> **Data lines**:
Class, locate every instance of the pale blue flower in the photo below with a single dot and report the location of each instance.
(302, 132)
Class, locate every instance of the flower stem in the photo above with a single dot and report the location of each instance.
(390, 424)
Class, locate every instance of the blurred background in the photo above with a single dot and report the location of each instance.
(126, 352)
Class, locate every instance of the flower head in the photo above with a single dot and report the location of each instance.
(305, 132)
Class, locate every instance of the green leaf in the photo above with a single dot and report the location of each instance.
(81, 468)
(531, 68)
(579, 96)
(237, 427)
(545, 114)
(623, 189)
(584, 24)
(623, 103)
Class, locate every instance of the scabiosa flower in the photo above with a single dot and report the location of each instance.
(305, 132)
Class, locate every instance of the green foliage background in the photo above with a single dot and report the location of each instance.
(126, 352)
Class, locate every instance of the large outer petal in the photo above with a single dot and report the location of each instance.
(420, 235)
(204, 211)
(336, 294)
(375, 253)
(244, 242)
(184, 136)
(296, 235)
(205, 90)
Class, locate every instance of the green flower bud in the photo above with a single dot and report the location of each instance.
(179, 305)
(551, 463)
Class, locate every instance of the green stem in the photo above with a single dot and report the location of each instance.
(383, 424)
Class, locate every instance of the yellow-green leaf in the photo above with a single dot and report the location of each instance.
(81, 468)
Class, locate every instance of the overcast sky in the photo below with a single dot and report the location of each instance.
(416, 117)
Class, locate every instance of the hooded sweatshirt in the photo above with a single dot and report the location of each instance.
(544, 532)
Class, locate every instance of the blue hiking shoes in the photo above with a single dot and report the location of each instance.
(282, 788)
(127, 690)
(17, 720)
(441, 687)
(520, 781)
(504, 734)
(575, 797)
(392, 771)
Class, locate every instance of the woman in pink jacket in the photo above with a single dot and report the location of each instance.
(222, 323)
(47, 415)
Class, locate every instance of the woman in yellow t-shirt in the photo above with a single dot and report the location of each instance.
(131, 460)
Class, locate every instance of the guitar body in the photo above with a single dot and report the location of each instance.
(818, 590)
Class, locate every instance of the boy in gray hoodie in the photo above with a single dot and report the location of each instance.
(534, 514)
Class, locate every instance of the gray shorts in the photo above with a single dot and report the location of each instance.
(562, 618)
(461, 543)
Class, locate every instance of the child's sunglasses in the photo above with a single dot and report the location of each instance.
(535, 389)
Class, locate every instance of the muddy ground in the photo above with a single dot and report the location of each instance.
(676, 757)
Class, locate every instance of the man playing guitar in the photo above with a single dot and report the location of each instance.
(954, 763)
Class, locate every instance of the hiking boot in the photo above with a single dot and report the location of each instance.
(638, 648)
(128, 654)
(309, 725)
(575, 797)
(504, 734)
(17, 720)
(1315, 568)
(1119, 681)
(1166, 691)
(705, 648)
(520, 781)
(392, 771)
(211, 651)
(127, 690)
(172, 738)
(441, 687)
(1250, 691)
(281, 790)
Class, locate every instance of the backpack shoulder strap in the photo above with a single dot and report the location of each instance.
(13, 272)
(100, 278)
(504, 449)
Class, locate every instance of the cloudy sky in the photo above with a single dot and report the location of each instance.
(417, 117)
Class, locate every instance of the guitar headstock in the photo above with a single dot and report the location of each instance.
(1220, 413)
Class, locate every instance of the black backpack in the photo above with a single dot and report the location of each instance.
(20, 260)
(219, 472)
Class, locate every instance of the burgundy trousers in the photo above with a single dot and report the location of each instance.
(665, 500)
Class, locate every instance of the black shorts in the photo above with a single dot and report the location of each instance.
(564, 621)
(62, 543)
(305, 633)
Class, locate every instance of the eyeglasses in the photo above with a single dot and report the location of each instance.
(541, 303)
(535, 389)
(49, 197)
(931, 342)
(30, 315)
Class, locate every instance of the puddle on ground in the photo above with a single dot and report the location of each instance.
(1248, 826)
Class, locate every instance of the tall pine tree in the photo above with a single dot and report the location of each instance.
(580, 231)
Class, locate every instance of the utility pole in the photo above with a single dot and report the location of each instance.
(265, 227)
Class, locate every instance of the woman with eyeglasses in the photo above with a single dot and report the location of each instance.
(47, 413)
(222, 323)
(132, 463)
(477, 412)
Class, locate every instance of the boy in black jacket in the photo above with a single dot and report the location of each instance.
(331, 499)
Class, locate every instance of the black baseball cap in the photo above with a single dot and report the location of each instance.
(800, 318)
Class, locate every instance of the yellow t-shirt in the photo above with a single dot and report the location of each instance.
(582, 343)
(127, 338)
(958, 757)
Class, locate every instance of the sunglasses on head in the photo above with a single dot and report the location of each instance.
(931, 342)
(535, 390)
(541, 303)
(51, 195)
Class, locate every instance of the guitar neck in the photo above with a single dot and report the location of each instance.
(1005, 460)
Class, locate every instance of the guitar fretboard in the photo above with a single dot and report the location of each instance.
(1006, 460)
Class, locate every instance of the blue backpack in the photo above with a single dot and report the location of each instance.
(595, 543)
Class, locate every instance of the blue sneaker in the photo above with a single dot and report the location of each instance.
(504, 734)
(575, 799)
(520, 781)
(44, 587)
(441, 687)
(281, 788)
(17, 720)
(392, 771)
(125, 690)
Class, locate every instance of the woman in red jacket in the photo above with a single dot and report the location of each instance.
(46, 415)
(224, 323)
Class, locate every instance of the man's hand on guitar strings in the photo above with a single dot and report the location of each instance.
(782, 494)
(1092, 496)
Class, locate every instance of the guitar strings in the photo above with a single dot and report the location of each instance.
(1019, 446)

> **What is required**: Reproduce all of the entries above word for word, leaving nothing out.

> **Right answer**:
Class, locate every instance of the pale blue flower in the photo below with a single dot and report the location of each instance.
(302, 132)
Class, locate every instance of the flower stem in the photo above with a single dot and report the location of each instance.
(390, 424)
Class, locate every instance of the blurred background in the photo above with a single dot and report the location of each instance.
(126, 352)
Class, locate every instance of the flower head in the photo above with a single dot and report the location of each instance.
(305, 132)
Class, locate every instance of the green leaf in the photo above with a single dot and report the location of each instance.
(81, 468)
(531, 68)
(579, 96)
(237, 427)
(545, 114)
(623, 189)
(584, 24)
(623, 103)
Class, locate every instance of the scabiosa flower in the photo above with a single dot and report the location of each instance.
(305, 132)
Class, locate every instance of the green foliage background in the photo above with a single dot and report the location of each instance.
(126, 352)
Class, locate every instance of the large outer petal in the photo above with a single dot and report the location of each instance.
(420, 235)
(204, 211)
(336, 294)
(375, 253)
(244, 242)
(184, 136)
(296, 235)
(205, 90)
Class, locate every instance of the green flower bud in the photo above with a single dot and report the location of each instance.
(179, 305)
(551, 463)
Class, locate every instance of the green stem in the photo above with a single dot and report the location of each instance.
(383, 424)
Class, locate every instance of the yellow-green leaf in the photo above with a single dot and report the location of each instance.
(81, 468)
Class, locate every instance of the overcast sky in the photo below with a single dot and report the location of each instance.
(416, 117)
Class, locate every instance of the hooded sweatshirt in the photo above with a single dot and report the location of each instance.
(544, 532)
Class, locate every instance of the blue hiking shoes in the photo above with a single dot and report the location of each instance.
(282, 788)
(127, 690)
(17, 720)
(441, 687)
(520, 781)
(504, 734)
(575, 797)
(392, 771)
Class, locate every instance of the woman in pink jacket in the photo above with a single dot and report the location of each instance.
(222, 323)
(47, 415)
Class, locate every instance of the woman in yellow t-shirt in the photo above with a single dot and report the location of each instance.
(131, 460)
Class, locate every instance of the guitar body in the photo above with a single dot and report the location of each instance.
(818, 590)
Class, locate every instance of the boy in gray hoodie in the photo above with a single dot and report the location of each instance.
(534, 514)
Class, locate every instance of the gray shorts in the photo above with a single dot and report the location of each instance.
(562, 618)
(461, 543)
Class, locate every instance of the child's sunglasses in the photo above with a single dot and report the location of each instance.
(535, 389)
Class, locate every instance of the muddy ground in the photo above with a single dot and report the location of each instance.
(676, 757)
Class, locate every instance of the man playing guitar in the photo above with a single dot and report the location of each instance.
(954, 763)
Class, locate every instance of the hiking boot in the photo above with a single dot and report the location of each instance.
(638, 648)
(128, 654)
(309, 725)
(575, 797)
(504, 734)
(17, 720)
(1315, 568)
(1119, 681)
(1166, 691)
(705, 648)
(520, 781)
(392, 771)
(211, 651)
(127, 690)
(172, 738)
(441, 687)
(1250, 691)
(281, 790)
Class, locate every instance of the backpack shoulder strap in the photo above with a single dot and report the location of each instance.
(13, 272)
(100, 278)
(504, 449)
Class, locate every instance of the cloudy sky in the photo above with a single dot and report the location of each instance.
(417, 117)
Class, locate every instance of the guitar headstock in the photo above with a single dot and report the location of each instance.
(1220, 413)
Class, locate every instance of the black backpack in the photo above with a single dot and report the location of each instance.
(20, 260)
(219, 472)
Class, locate every instance of the burgundy trousers in the photo above with a single dot and report the location of each instance.
(665, 500)
Class, locate every instance of the black shorts in the photo above with a single dot and report the location of each instance.
(564, 621)
(62, 543)
(305, 633)
Class, locate every instance of the eyeglasses in the photo above with a single dot and report the location of each instance.
(541, 303)
(535, 389)
(49, 197)
(931, 342)
(30, 315)
Class, locate every instance of the puddle on ground in the photo above with a single dot and report the location of each instance.
(1248, 826)
Class, locate every instance of the tall pine tree in the photo above with a single dot and report the location of each instance.
(580, 231)
Class, locate every instance of the utility pole in the photo above with a single dot and report the location of each instance.
(265, 227)
Class, locate every instance of the woman with eyeglasses in the photo above with a single dot and report the location of each instance.
(47, 413)
(222, 323)
(132, 463)
(477, 412)
Class, locate every instance of the boy in black jacket in the photo above with a single dot and report the location of each instance.
(331, 499)
Class, locate every instance of the black baseball cap in the photo above with a single dot and report the location of each instance.
(800, 318)
Class, locate every instance of the yellow t-shirt in the photo above with a single dot and report the location of each instance.
(582, 343)
(127, 338)
(958, 757)
Class, locate every instance of the sunglasses on head in the photo above with a single dot and report the location of each instance.
(931, 342)
(535, 390)
(541, 303)
(51, 195)
Class, locate every instance of the guitar neck in the photo above with a single dot and report the location of each instance.
(1005, 460)
Class, locate every instance of the guitar fretboard in the photo above with a single dot and report the location of each instance.
(1006, 460)
Class, locate every instance of the blue backpack in the photo above with a single dot and report the location of each instance.
(595, 543)
Class, locate every instance of the blue sneaker in the photo above with a single dot and report the location of each instance.
(504, 734)
(575, 799)
(520, 781)
(44, 587)
(441, 687)
(281, 788)
(17, 720)
(392, 771)
(125, 690)
Class, locate every instance of the woman in red jacket in the photo above with a single dot and report the location of each instance.
(46, 415)
(224, 323)
Class, locate every instance of the man's hand on guitar strings in the photo above with a single dot and report the location of each instance.
(782, 494)
(1092, 496)
Class, locate every instance of the guitar strings in the photo above with a single dot and report the location of each instance.
(1019, 446)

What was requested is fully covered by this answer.